**What to do**
Locate every line in the data that contains the string "window" and copy each such line. The match is case-sensitive.

** Begin Input for this task **

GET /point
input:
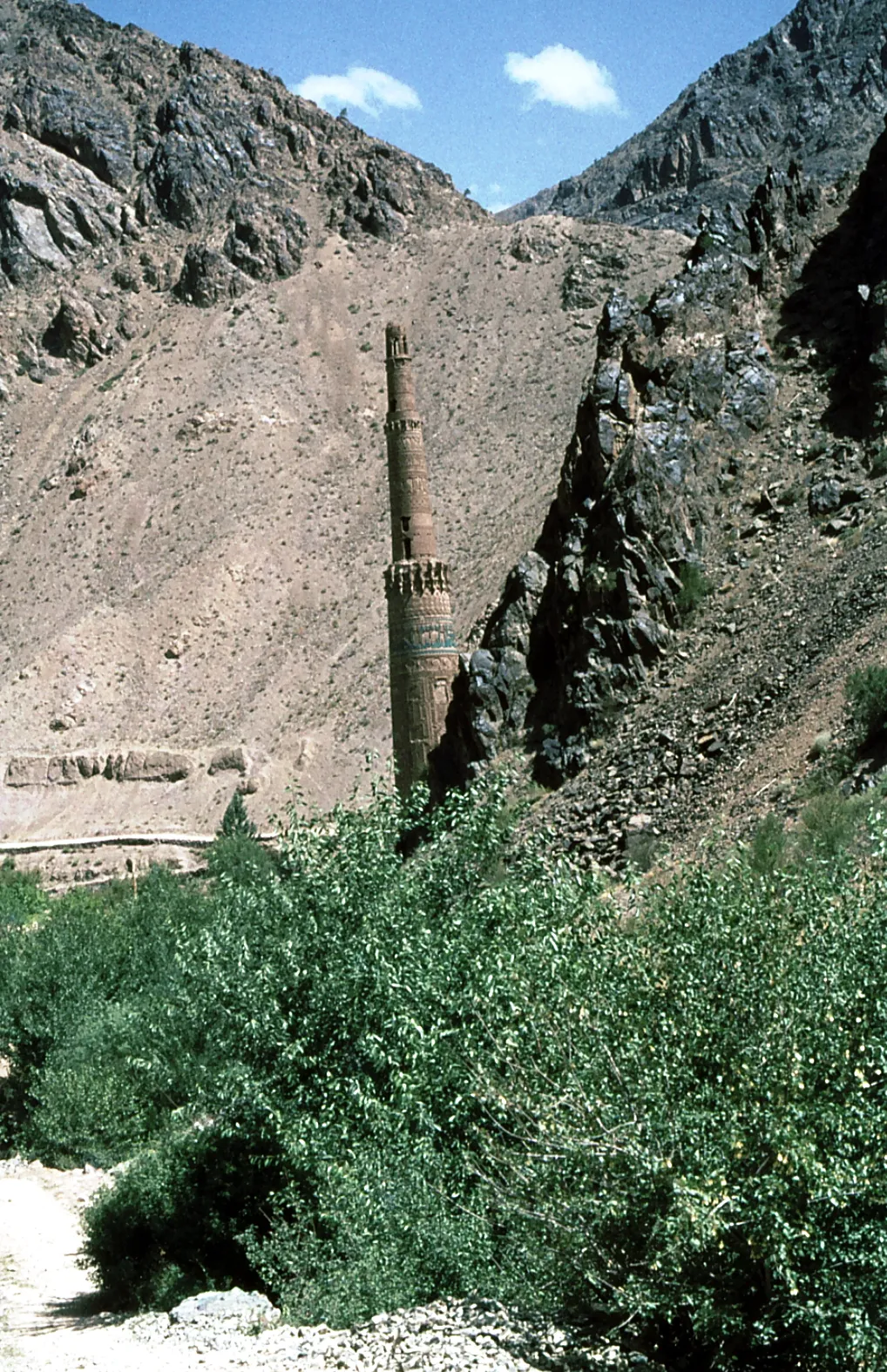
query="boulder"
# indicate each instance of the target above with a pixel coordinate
(78, 332)
(235, 1310)
(207, 277)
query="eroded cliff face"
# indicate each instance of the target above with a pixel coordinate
(713, 565)
(110, 132)
(679, 387)
(815, 90)
(197, 269)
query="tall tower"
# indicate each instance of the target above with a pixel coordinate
(422, 645)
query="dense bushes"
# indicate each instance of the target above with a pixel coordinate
(364, 1080)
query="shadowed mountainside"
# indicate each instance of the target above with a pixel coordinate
(193, 497)
(813, 90)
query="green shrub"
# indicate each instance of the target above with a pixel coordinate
(699, 1109)
(236, 822)
(695, 586)
(867, 696)
(362, 1080)
(768, 845)
(831, 822)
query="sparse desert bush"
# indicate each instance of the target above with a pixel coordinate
(867, 696)
(695, 586)
(768, 845)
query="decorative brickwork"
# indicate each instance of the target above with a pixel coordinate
(422, 644)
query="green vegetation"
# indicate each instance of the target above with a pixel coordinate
(695, 586)
(867, 696)
(362, 1078)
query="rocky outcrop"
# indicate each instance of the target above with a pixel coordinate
(71, 768)
(107, 131)
(679, 384)
(78, 332)
(838, 312)
(812, 90)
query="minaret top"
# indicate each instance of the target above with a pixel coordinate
(412, 527)
(396, 341)
(400, 371)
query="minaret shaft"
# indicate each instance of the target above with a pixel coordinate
(422, 644)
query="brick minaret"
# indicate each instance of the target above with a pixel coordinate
(422, 642)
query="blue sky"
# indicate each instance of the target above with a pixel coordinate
(505, 95)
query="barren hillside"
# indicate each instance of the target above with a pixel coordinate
(193, 505)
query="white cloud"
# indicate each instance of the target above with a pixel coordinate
(563, 76)
(360, 88)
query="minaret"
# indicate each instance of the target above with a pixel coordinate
(422, 645)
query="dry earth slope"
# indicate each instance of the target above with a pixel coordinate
(197, 274)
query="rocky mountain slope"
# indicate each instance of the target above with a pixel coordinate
(813, 90)
(712, 567)
(197, 269)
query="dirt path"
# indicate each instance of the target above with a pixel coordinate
(48, 1320)
(45, 1323)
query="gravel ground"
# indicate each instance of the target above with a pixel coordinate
(48, 1320)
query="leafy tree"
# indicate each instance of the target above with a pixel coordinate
(236, 822)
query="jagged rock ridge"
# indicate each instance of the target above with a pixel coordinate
(677, 389)
(110, 132)
(813, 90)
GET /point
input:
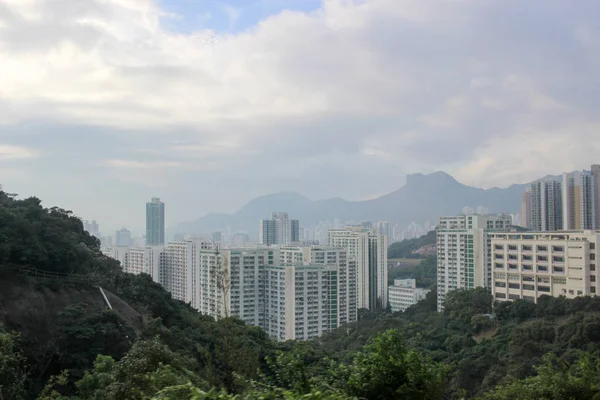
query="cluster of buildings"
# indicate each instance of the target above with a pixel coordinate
(319, 233)
(291, 290)
(567, 203)
(555, 255)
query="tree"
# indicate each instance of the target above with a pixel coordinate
(12, 367)
(386, 370)
(556, 380)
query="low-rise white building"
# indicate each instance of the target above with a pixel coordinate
(527, 265)
(404, 293)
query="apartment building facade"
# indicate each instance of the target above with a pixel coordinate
(464, 251)
(369, 250)
(530, 264)
(404, 293)
(580, 200)
(543, 211)
(293, 292)
(280, 229)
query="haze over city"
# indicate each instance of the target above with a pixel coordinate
(208, 104)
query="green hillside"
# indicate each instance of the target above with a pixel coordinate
(405, 248)
(58, 341)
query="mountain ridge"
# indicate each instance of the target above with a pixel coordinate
(423, 197)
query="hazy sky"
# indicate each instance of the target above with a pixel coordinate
(207, 104)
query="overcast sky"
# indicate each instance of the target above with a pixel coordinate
(207, 104)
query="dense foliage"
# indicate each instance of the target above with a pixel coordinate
(516, 350)
(405, 248)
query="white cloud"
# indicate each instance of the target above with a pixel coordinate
(9, 152)
(366, 89)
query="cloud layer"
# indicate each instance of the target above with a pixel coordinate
(102, 106)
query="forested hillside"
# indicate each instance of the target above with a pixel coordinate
(176, 353)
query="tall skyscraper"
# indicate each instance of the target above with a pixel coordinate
(525, 212)
(464, 251)
(369, 250)
(596, 176)
(123, 237)
(92, 228)
(579, 200)
(544, 209)
(280, 229)
(385, 228)
(155, 222)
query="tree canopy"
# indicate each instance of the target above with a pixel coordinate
(474, 349)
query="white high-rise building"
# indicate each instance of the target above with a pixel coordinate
(531, 264)
(385, 228)
(280, 229)
(595, 170)
(369, 251)
(544, 205)
(404, 293)
(579, 200)
(463, 251)
(346, 275)
(123, 237)
(293, 292)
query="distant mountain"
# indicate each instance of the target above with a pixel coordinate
(424, 197)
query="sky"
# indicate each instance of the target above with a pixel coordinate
(208, 104)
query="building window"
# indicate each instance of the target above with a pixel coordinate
(512, 285)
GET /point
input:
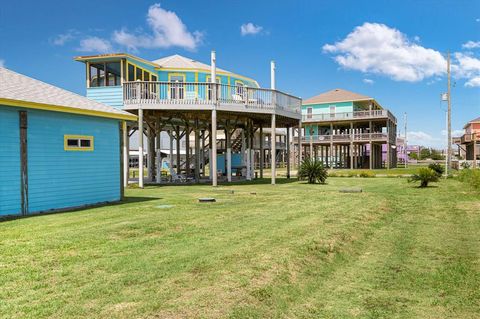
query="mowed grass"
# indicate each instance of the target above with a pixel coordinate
(288, 251)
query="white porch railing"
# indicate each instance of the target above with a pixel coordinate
(364, 137)
(141, 92)
(348, 116)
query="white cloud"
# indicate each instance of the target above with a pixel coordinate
(250, 28)
(167, 30)
(467, 67)
(95, 44)
(63, 38)
(377, 48)
(471, 45)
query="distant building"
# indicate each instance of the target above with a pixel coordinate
(58, 150)
(469, 143)
(344, 129)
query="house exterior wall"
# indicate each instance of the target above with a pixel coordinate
(9, 161)
(110, 95)
(113, 95)
(58, 178)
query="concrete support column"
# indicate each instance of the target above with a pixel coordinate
(288, 151)
(273, 149)
(126, 150)
(228, 142)
(140, 148)
(214, 148)
(262, 152)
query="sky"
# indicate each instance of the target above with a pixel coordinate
(393, 51)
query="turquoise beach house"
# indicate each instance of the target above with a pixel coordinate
(58, 150)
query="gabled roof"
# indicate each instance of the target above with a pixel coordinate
(477, 120)
(177, 61)
(20, 90)
(337, 95)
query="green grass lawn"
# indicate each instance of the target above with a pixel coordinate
(289, 251)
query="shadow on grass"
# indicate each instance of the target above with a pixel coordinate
(126, 200)
(258, 181)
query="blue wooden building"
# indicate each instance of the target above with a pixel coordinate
(191, 101)
(58, 150)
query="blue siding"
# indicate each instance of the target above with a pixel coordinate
(61, 179)
(340, 107)
(9, 161)
(110, 95)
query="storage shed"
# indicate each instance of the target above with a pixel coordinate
(58, 150)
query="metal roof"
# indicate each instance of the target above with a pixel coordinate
(15, 87)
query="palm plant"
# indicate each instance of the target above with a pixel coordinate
(424, 175)
(313, 171)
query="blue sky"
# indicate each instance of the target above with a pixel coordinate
(392, 51)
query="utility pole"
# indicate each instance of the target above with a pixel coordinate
(405, 142)
(449, 119)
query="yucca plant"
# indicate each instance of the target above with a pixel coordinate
(424, 175)
(313, 171)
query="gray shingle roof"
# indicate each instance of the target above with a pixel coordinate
(15, 86)
(337, 95)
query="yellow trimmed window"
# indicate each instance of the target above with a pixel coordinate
(78, 143)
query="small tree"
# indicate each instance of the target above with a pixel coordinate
(313, 171)
(437, 168)
(424, 175)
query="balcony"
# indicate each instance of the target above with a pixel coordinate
(204, 96)
(349, 116)
(346, 138)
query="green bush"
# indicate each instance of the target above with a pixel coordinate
(366, 174)
(471, 177)
(424, 175)
(313, 171)
(437, 168)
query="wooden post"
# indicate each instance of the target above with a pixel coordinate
(125, 154)
(228, 146)
(214, 148)
(170, 137)
(202, 158)
(262, 152)
(158, 157)
(288, 151)
(197, 152)
(299, 143)
(187, 150)
(178, 161)
(140, 148)
(273, 150)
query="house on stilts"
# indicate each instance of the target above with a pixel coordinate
(223, 114)
(344, 129)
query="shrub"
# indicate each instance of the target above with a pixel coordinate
(366, 174)
(424, 175)
(437, 168)
(313, 171)
(471, 177)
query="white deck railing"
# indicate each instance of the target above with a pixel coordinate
(189, 93)
(345, 137)
(348, 116)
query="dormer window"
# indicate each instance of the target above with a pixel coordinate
(105, 74)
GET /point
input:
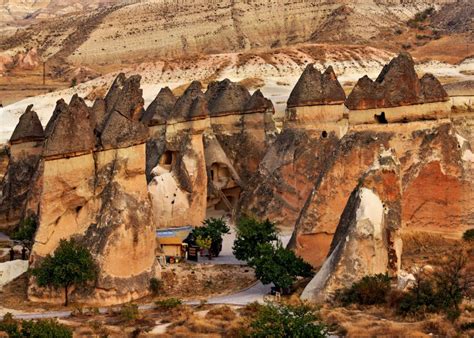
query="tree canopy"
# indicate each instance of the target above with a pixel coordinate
(71, 264)
(250, 234)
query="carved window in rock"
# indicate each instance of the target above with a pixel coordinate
(380, 118)
(168, 159)
(221, 176)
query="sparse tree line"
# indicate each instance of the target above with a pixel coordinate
(257, 243)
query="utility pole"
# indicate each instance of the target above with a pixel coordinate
(44, 73)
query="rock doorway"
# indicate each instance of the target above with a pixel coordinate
(168, 159)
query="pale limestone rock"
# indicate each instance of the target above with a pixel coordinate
(11, 270)
(367, 240)
(101, 199)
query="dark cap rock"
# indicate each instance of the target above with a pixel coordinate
(397, 85)
(432, 90)
(258, 103)
(29, 127)
(314, 88)
(71, 129)
(158, 111)
(226, 97)
(182, 108)
(122, 127)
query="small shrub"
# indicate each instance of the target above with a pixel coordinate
(45, 328)
(155, 285)
(10, 326)
(71, 264)
(224, 313)
(468, 235)
(443, 291)
(213, 228)
(287, 321)
(369, 290)
(30, 328)
(279, 266)
(251, 232)
(169, 303)
(129, 312)
(467, 326)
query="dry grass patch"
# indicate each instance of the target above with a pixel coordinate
(224, 313)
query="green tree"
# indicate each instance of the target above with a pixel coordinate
(205, 243)
(45, 328)
(287, 321)
(214, 228)
(250, 233)
(279, 266)
(71, 264)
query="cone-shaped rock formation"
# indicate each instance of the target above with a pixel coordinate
(160, 108)
(397, 85)
(314, 88)
(29, 127)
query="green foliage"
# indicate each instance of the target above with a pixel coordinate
(251, 233)
(71, 264)
(468, 235)
(443, 291)
(26, 230)
(369, 290)
(167, 304)
(155, 285)
(45, 328)
(39, 329)
(213, 228)
(279, 266)
(204, 242)
(287, 321)
(129, 312)
(467, 326)
(10, 326)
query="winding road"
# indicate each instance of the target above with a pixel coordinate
(254, 293)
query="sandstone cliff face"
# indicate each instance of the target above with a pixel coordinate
(367, 240)
(291, 165)
(432, 168)
(176, 160)
(316, 162)
(26, 145)
(98, 195)
(242, 124)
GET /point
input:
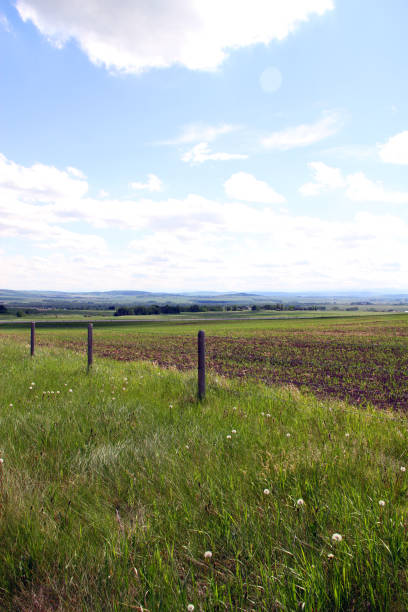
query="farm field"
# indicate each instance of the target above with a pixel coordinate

** End Input for this task **

**Exercise solution**
query="building window"
query="yellow trimmed window"
query="dormer window"
query="carved window in rock"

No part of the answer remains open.